-------- Input records

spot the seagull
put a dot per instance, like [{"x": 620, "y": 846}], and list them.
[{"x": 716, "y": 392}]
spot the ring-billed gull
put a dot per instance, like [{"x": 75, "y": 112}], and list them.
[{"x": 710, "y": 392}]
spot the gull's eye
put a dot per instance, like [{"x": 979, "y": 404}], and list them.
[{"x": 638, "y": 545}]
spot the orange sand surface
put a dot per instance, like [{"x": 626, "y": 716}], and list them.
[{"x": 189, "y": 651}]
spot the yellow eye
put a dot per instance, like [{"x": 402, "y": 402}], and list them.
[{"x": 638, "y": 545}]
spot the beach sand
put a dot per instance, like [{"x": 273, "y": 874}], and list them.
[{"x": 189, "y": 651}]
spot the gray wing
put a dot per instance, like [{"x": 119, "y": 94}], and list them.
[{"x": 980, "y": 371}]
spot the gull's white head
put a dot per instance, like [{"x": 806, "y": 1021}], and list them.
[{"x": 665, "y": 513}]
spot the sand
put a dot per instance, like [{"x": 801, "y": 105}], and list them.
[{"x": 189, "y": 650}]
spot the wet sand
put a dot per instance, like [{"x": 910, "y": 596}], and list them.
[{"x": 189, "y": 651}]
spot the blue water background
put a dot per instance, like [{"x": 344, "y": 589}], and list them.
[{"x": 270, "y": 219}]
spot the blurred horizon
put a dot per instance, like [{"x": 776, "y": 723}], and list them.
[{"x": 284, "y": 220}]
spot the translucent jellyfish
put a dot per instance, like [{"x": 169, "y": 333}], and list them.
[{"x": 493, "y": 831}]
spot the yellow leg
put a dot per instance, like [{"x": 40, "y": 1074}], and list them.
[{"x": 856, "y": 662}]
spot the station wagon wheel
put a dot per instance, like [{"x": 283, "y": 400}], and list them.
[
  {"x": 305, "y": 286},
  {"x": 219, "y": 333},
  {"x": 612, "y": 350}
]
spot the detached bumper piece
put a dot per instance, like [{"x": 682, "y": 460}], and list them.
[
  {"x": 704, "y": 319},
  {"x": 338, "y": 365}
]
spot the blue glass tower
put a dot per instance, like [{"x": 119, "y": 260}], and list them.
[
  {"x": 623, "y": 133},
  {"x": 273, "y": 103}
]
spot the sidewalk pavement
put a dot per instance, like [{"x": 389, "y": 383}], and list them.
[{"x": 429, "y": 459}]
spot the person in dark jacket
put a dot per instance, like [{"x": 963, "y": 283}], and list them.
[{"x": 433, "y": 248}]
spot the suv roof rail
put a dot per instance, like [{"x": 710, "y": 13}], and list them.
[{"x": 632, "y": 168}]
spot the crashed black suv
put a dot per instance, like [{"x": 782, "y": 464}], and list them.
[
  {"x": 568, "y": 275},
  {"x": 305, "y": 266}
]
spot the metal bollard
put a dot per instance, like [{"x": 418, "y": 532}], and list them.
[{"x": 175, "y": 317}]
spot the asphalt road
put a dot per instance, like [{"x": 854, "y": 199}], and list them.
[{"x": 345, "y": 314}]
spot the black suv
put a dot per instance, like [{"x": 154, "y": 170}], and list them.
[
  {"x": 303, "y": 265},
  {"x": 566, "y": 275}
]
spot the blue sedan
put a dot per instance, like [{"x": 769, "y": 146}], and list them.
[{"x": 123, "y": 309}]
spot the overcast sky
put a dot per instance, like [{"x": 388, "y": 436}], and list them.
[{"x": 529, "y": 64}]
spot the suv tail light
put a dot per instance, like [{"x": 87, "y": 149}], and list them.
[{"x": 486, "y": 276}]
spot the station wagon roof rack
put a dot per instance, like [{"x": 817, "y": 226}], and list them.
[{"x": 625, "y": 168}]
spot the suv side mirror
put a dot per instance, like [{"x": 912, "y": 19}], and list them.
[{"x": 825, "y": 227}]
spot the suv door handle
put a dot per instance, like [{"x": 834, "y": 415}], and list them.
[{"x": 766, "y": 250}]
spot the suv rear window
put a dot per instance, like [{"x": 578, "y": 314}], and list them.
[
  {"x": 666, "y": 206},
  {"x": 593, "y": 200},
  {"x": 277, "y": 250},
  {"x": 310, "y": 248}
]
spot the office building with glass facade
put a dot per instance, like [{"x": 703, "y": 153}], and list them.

----------------

## What you are asked to do
Copy the records above line for line, without changing anything.

## Answer in full
spot the seagull
put a dot per instance, like [{"x": 620, "y": 846}], and list them.
[{"x": 716, "y": 392}]
spot the ring-billed gull
put a dot per instance, like [{"x": 75, "y": 112}], and list them.
[{"x": 710, "y": 392}]
spot the gull's eye
put a dot per instance, like [{"x": 979, "y": 404}], and list them.
[{"x": 638, "y": 545}]
spot the orange sand surface
put a dot per instance, like [{"x": 626, "y": 716}], and list them.
[{"x": 189, "y": 651}]
spot the yellow eye
put a dot per instance, like [{"x": 402, "y": 402}], and list them.
[{"x": 638, "y": 545}]
spot the beach sand
put a dot per instance, like [{"x": 273, "y": 874}], and list them.
[{"x": 189, "y": 651}]
spot the gray wing
put a dot per instance, like [{"x": 119, "y": 94}], and list them.
[{"x": 980, "y": 371}]
spot the gull's white head
put a dot per instance, like [{"x": 806, "y": 1021}], and list them.
[{"x": 665, "y": 513}]
spot the sand
put a dot per instance, like [{"x": 801, "y": 105}], and list them.
[{"x": 189, "y": 650}]
spot the wet sand
put a dot per instance, like [{"x": 910, "y": 596}], and list them.
[{"x": 189, "y": 651}]
spot the blue water background
put a dot per instance, like [{"x": 344, "y": 589}], and list them.
[{"x": 270, "y": 219}]
spot the blurred horizon
put a dot per instance, like [{"x": 776, "y": 723}], and list them.
[{"x": 284, "y": 220}]
spot the translucent jellyfish
put a dot per instance, like [{"x": 169, "y": 333}], and list them.
[{"x": 493, "y": 831}]
spot the yellow leg
put a dot per instance, like [{"x": 40, "y": 1074}], and list them.
[{"x": 856, "y": 662}]
spot the station wagon wheel
put a dot per instance, like [{"x": 283, "y": 400}], and list them.
[
  {"x": 305, "y": 286},
  {"x": 219, "y": 333},
  {"x": 612, "y": 350}
]
spot the detached bumper piece
put a dot per instance, like [{"x": 682, "y": 460}], and list them.
[
  {"x": 704, "y": 319},
  {"x": 338, "y": 365}
]
spot the blue glass tower
put a dot per instance, like [{"x": 119, "y": 260}], and list them.
[
  {"x": 623, "y": 133},
  {"x": 273, "y": 103}
]
spot the sidewalk pavement
put a dot per instance, like [{"x": 389, "y": 383}], and list them.
[{"x": 429, "y": 459}]
spot the person in dark jacket
put a dot per instance, like [{"x": 963, "y": 283}], and list them.
[{"x": 433, "y": 248}]
spot the suv roof rail
put a dot per instance, like [{"x": 710, "y": 13}], and list them.
[{"x": 632, "y": 168}]
spot the crashed black suv
put a dot per instance, like [{"x": 782, "y": 464}], and list them.
[
  {"x": 568, "y": 275},
  {"x": 305, "y": 266}
]
spot the metal bollard
put a dot per instance, like [{"x": 418, "y": 532}], and list them.
[{"x": 175, "y": 317}]
spot the asphalt road
put a dot per instance, like [{"x": 854, "y": 199}], and list them.
[{"x": 345, "y": 314}]
spot the black suv
put a dot per instance, like [{"x": 154, "y": 170}], and list them.
[
  {"x": 303, "y": 265},
  {"x": 566, "y": 275}
]
spot the blue sedan
put a dot per instance, like [{"x": 769, "y": 146}], and list them.
[{"x": 123, "y": 309}]
spot the overcast sky
put a dot per instance, like [{"x": 388, "y": 436}], and list them.
[{"x": 529, "y": 64}]
spot the suv tail light
put a dot per instance, like [{"x": 87, "y": 149}], and list them.
[{"x": 486, "y": 276}]
spot the station wagon roof rack
put a dot per instance, like [{"x": 817, "y": 226}], and list them.
[{"x": 625, "y": 168}]
spot the suv side mirror
put a dot per instance, like [{"x": 912, "y": 19}], and list them.
[{"x": 825, "y": 227}]
spot the suv door handle
put a dot per instance, like [{"x": 834, "y": 415}], and list them.
[{"x": 766, "y": 250}]
spot the suv rear window
put a dot per instance, like [{"x": 578, "y": 314}], and list them.
[
  {"x": 666, "y": 206},
  {"x": 593, "y": 200},
  {"x": 277, "y": 250},
  {"x": 310, "y": 248}
]
spot the office building with glass facade
put a dot per instance, like [{"x": 703, "y": 153}], and list them.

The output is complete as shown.